В думе смотрю я на бег корабля;

Спит экипаж; лишь матрос у руля

          Стоит недвижимо;

Море темнеет таинственной тьмой,

Тихо шепнув мне, струя за струёй

          Проносится мимо.

Тихо шепнув: потерпи, подожди;

Встретить успеешь, что ждёт впереди,

          У брега чужого.

Цели достигнешь, к земле доплывёшь,

Всех ожиданий всегдашнюю ложь

          Изведаешь снова.

Даром спешишь ты над бездною вод

Мыслью туда; от тебя не уйдёт

          Обман и потеря?

Тихо шепнув, за струёю струя

Мимо несётся, и слушаю я,

          Их речи не веря.

Только в 1910-е, когда к поэзии Павловой вновь привлёк внимание Валерий Брюсов, её оценили по достоинству.

▸ **Фрагмент набора данных**:
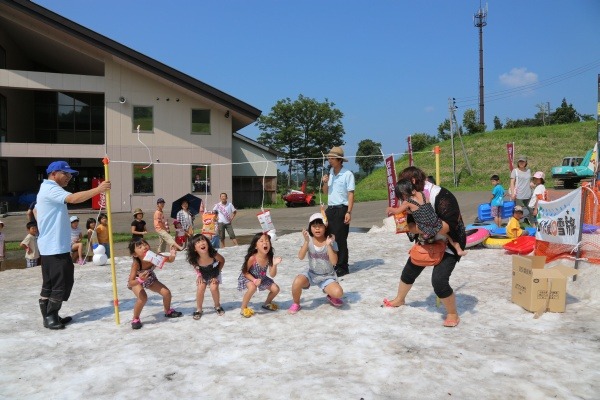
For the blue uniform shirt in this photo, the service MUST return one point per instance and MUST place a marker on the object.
(53, 219)
(339, 186)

▸ **Письменное задание**:
Процитируйте весь исходный текст, от первой строки до последней, ничего не меняя.

▸ **Письменный ответ**:
В думе смотрю я на бег корабля;

Спит экипаж; лишь матрос у руля

          Стоит недвижимо;

Море темнеет таинственной тьмой,

Тихо шепнув мне, струя за струёй

          Проносится мимо.

Тихо шепнув: потерпи, подожди;

Встретить успеешь, что ждёт впереди,

          У брега чужого.

Цели достигнешь, к земле доплывёшь,

Всех ожиданий всегдашнюю ложь

          Изведаешь снова.

Даром спешишь ты над бездною вод

Мыслью туда; от тебя не уйдёт

          Обман и потеря?

Тихо шепнув, за струёю струя

Мимо несётся, и слушаю я,

          Их речи не веря.

Только в 1910-е, когда к поэзии Павловой вновь привлёк внимание Валерий Брюсов, её оценили по достоинству.